"""

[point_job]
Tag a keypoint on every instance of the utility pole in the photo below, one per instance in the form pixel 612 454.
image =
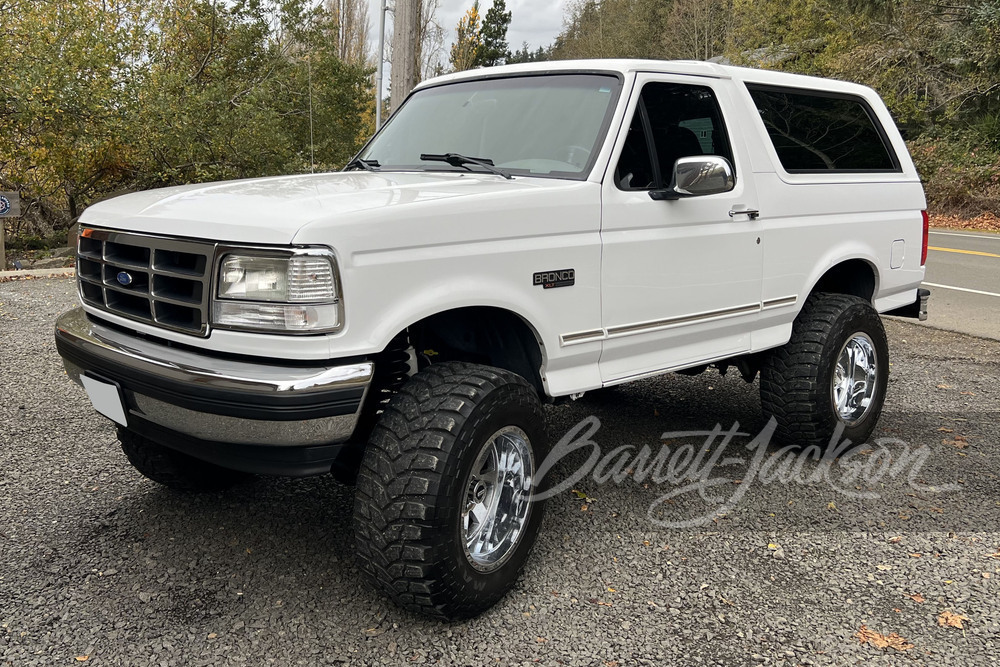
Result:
pixel 378 67
pixel 405 29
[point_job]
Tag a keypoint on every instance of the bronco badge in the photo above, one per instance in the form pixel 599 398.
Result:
pixel 560 278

"""

■ Goal of the exercise ■
Return all of the data above word for word, omitting the pictures.

■ Correct output ■
[point_job]
Tag a keypoint on every instance of the utility pole in the photo below, one per instance in the form pixel 612 454.
image =
Result:
pixel 378 67
pixel 405 29
[point_job]
Tag a keypoint on every instance of the bronco badge in the photo above, one per instance in the form pixel 599 398.
Result:
pixel 560 278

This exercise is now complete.